What this task involves:
Return each line of the data below verbatim; pictures are to be left out.

** start of Material supplied **

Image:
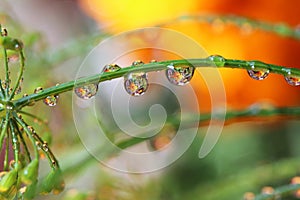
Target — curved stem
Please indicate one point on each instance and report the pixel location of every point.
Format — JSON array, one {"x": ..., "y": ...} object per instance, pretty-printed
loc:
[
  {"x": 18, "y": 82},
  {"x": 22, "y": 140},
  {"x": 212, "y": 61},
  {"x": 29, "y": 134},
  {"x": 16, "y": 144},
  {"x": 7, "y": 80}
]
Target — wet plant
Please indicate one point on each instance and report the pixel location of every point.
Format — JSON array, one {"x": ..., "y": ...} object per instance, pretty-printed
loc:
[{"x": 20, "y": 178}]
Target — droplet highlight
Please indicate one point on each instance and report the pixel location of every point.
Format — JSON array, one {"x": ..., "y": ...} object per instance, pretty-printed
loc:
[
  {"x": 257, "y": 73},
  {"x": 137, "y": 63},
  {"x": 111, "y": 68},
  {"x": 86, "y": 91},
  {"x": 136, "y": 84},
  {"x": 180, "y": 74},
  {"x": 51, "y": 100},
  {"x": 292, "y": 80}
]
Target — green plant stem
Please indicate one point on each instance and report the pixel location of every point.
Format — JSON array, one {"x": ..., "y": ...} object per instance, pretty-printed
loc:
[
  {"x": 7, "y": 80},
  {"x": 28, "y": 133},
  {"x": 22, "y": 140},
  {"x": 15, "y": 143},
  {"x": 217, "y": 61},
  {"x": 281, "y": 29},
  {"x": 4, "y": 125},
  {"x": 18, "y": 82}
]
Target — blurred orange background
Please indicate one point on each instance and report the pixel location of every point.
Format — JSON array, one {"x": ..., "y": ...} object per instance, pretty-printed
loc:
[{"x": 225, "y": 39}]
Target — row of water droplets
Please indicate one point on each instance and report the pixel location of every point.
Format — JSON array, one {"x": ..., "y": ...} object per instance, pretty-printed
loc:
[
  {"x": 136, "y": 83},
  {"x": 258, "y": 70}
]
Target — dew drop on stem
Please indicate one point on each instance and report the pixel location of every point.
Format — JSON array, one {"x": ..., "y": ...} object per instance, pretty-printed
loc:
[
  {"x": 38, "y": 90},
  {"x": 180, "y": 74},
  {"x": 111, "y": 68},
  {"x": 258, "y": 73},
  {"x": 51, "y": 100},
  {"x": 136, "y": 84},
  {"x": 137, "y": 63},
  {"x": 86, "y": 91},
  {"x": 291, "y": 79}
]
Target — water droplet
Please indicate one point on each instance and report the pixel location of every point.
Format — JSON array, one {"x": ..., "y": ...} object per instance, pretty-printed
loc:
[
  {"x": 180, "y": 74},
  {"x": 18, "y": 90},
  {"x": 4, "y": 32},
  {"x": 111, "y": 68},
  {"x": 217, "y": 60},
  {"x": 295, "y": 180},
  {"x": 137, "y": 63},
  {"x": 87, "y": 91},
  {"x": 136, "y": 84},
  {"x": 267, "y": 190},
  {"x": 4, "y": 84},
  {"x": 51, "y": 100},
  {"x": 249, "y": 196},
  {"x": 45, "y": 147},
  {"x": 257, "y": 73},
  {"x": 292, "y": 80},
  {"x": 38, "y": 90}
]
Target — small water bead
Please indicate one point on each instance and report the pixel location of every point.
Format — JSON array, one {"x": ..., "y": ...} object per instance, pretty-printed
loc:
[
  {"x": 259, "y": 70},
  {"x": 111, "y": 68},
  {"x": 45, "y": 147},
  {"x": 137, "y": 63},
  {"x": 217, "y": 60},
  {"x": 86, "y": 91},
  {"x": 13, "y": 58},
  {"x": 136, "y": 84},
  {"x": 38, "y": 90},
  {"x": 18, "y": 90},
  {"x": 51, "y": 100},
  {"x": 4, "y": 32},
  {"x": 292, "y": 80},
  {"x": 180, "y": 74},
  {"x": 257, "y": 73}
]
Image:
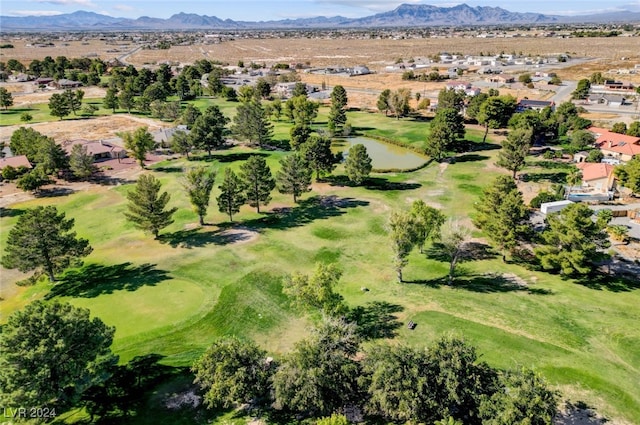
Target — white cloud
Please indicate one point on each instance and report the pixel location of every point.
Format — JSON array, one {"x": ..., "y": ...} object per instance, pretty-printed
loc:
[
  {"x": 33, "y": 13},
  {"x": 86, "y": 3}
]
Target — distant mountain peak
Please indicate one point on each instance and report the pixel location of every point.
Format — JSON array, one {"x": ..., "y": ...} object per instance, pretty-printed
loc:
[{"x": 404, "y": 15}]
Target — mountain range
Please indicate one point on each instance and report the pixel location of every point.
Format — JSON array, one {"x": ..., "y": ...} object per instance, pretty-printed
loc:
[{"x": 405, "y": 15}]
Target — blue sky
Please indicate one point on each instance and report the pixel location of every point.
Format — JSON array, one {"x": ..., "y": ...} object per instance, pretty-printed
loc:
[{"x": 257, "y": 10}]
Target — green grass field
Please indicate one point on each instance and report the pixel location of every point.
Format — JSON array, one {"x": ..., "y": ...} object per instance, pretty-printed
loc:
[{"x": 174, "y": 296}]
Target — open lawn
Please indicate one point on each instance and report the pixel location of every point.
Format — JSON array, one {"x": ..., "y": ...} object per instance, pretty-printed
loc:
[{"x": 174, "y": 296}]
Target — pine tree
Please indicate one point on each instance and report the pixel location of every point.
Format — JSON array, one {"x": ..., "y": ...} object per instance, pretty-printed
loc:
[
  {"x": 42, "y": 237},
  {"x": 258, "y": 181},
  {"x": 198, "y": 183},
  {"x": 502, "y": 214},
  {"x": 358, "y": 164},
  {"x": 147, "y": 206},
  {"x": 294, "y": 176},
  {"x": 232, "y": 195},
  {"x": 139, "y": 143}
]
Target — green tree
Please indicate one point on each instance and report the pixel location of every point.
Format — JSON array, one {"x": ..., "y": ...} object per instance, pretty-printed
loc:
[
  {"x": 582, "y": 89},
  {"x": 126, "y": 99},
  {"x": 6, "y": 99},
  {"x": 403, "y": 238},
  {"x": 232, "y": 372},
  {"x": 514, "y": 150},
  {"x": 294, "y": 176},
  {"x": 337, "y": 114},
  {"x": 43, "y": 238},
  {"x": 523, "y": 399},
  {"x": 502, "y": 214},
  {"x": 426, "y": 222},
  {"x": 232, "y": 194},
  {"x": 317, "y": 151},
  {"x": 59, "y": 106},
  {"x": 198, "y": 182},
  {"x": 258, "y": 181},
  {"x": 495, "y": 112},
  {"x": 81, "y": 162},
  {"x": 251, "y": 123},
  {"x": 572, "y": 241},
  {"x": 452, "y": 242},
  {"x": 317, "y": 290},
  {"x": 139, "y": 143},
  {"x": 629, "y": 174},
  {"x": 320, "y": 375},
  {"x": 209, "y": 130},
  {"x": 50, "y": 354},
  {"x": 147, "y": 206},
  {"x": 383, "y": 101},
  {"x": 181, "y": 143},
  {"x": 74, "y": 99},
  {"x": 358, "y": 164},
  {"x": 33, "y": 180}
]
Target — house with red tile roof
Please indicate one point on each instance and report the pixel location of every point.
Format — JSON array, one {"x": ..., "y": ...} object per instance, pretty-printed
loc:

** end of Material supplied **

Written answer:
Image:
Target — curved stem
Please indicate one point on each instance and report the pixel location of every point.
Format — JSON array, one {"x": ..., "y": ...} object per instance, pretty-printed
loc:
[
  {"x": 18, "y": 82},
  {"x": 22, "y": 140},
  {"x": 212, "y": 61},
  {"x": 29, "y": 134},
  {"x": 16, "y": 144},
  {"x": 7, "y": 80}
]
Target — wet plant
Please indicate one point on each instance and report the pixel location of every point.
Format — JSON array, one {"x": ..., "y": ...} object per instance, pretty-printed
loc:
[{"x": 20, "y": 178}]
Target — droplet highlight
Please indicate one point on each instance and report the pixel location of every point.
Format — JSON array, one {"x": ..., "y": ...} object per instance, pretty-printed
loc:
[
  {"x": 257, "y": 73},
  {"x": 137, "y": 63},
  {"x": 111, "y": 68},
  {"x": 86, "y": 91},
  {"x": 136, "y": 84},
  {"x": 180, "y": 74},
  {"x": 51, "y": 100},
  {"x": 292, "y": 80}
]
Target — green plant stem
Please indicate one point on each instance and report the pixel location of every point.
Format — JSON array, one {"x": ..., "y": ...} object per instance, pretty-printed
loc:
[
  {"x": 7, "y": 80},
  {"x": 28, "y": 133},
  {"x": 22, "y": 140},
  {"x": 15, "y": 143},
  {"x": 217, "y": 61},
  {"x": 281, "y": 29},
  {"x": 4, "y": 125},
  {"x": 18, "y": 82}
]
Target — blurred orange background
Please indicate one point on each instance and report the pixel location of every point.
Format — JSON array, one {"x": ..., "y": ...} object per instance, pretty-printed
loc:
[{"x": 225, "y": 39}]
Target — row of water droplets
Please indicate one point on each instance and report the pixel location of every point.
Format — JSON array, one {"x": ..., "y": ...} object per instance, pretty-printed
loc:
[
  {"x": 136, "y": 83},
  {"x": 258, "y": 70}
]
Target — dew drop on stem
Please indicate one point on each instance and report the pixel location of every point.
Format — JSON array, one {"x": ..., "y": ...} object per instance, pretty-printed
loc:
[
  {"x": 38, "y": 90},
  {"x": 180, "y": 74},
  {"x": 111, "y": 68},
  {"x": 258, "y": 73},
  {"x": 51, "y": 100},
  {"x": 136, "y": 84},
  {"x": 137, "y": 63},
  {"x": 86, "y": 91},
  {"x": 291, "y": 79}
]
Target — water droplet
Please indicate one point on each instance and report the pixel location of every point.
Format — JSON array, one {"x": ..., "y": ...} object per instance, pretty-printed
loc:
[
  {"x": 180, "y": 74},
  {"x": 18, "y": 90},
  {"x": 4, "y": 32},
  {"x": 111, "y": 68},
  {"x": 217, "y": 60},
  {"x": 295, "y": 180},
  {"x": 137, "y": 63},
  {"x": 87, "y": 91},
  {"x": 136, "y": 84},
  {"x": 267, "y": 190},
  {"x": 4, "y": 84},
  {"x": 51, "y": 100},
  {"x": 249, "y": 196},
  {"x": 45, "y": 147},
  {"x": 257, "y": 73},
  {"x": 292, "y": 80},
  {"x": 38, "y": 90}
]
Target — small water bead
Please indicate one point on each instance and report the pixel location of every point.
Format — JSON array, one {"x": ..., "y": ...} object per instance, pretty-printed
loc:
[
  {"x": 259, "y": 70},
  {"x": 111, "y": 68},
  {"x": 45, "y": 147},
  {"x": 137, "y": 63},
  {"x": 217, "y": 60},
  {"x": 86, "y": 91},
  {"x": 13, "y": 58},
  {"x": 136, "y": 84},
  {"x": 38, "y": 90},
  {"x": 18, "y": 90},
  {"x": 51, "y": 100},
  {"x": 4, "y": 32},
  {"x": 292, "y": 80},
  {"x": 180, "y": 74},
  {"x": 257, "y": 73}
]
Image:
Target — white cloud
Please indicate one point on each instance and report the pixel location of every point.
Format — JSON array, one {"x": ..., "y": ...} object per instance, pretty-printed
loc:
[
  {"x": 33, "y": 13},
  {"x": 86, "y": 3}
]
Target — distant mountain peak
Please indicate one point on each instance and report the pixel location of every point.
Format — JSON array, one {"x": ..., "y": ...} object per instance, pretty-printed
loc:
[{"x": 404, "y": 15}]
Target — mountain range
Please indicate one point on each instance and report the pixel location of every point.
Format — JSON array, one {"x": ..., "y": ...} object per instance, pretty-printed
loc:
[{"x": 405, "y": 15}]
Target — blue sky
Please indicate one point on each instance and report the pixel location of every point.
Format — JSON array, one {"x": ..., "y": ...} object per instance, pretty-printed
loc:
[{"x": 257, "y": 10}]
Target — green grass field
Please indicate one point on each instance and report the pixel location of every point.
Format — JSON array, one {"x": ..., "y": ...} object per instance, pretty-printed
loc:
[{"x": 174, "y": 296}]
Target — open lawn
Please indicate one point on each instance and report the pixel location of every point.
Format — JSON array, one {"x": ..., "y": ...} object per instance, pretty-printed
loc:
[{"x": 174, "y": 296}]
Target — pine tree
Please indicate one point on each instance and report the pixel location of every point.
Format — JSON array, one {"x": ..., "y": ...} object per instance, pretty-printed
loc:
[
  {"x": 42, "y": 237},
  {"x": 258, "y": 181},
  {"x": 198, "y": 183},
  {"x": 502, "y": 214},
  {"x": 358, "y": 164},
  {"x": 147, "y": 206},
  {"x": 294, "y": 176},
  {"x": 232, "y": 195},
  {"x": 139, "y": 143}
]
Target — green tree
Please indicate one point on each instance and report the pixel location of every point.
Format — JSON array, one {"x": ..., "y": ...} object per instance, pretty-printed
loc:
[
  {"x": 582, "y": 89},
  {"x": 126, "y": 99},
  {"x": 6, "y": 99},
  {"x": 403, "y": 238},
  {"x": 232, "y": 372},
  {"x": 514, "y": 150},
  {"x": 294, "y": 176},
  {"x": 337, "y": 114},
  {"x": 43, "y": 238},
  {"x": 523, "y": 399},
  {"x": 502, "y": 214},
  {"x": 426, "y": 222},
  {"x": 232, "y": 194},
  {"x": 317, "y": 151},
  {"x": 59, "y": 106},
  {"x": 198, "y": 182},
  {"x": 258, "y": 181},
  {"x": 495, "y": 112},
  {"x": 81, "y": 162},
  {"x": 251, "y": 123},
  {"x": 572, "y": 241},
  {"x": 452, "y": 242},
  {"x": 317, "y": 290},
  {"x": 139, "y": 143},
  {"x": 629, "y": 174},
  {"x": 320, "y": 375},
  {"x": 209, "y": 130},
  {"x": 50, "y": 354},
  {"x": 147, "y": 206},
  {"x": 383, "y": 101},
  {"x": 181, "y": 143},
  {"x": 74, "y": 99},
  {"x": 358, "y": 164},
  {"x": 33, "y": 180}
]
Target — house with red tile roof
Please indicate one point on each instance and report the pixel location of every point.
Format — JSON array, one {"x": ..., "y": ...} object per instance, pretty-printed
loc:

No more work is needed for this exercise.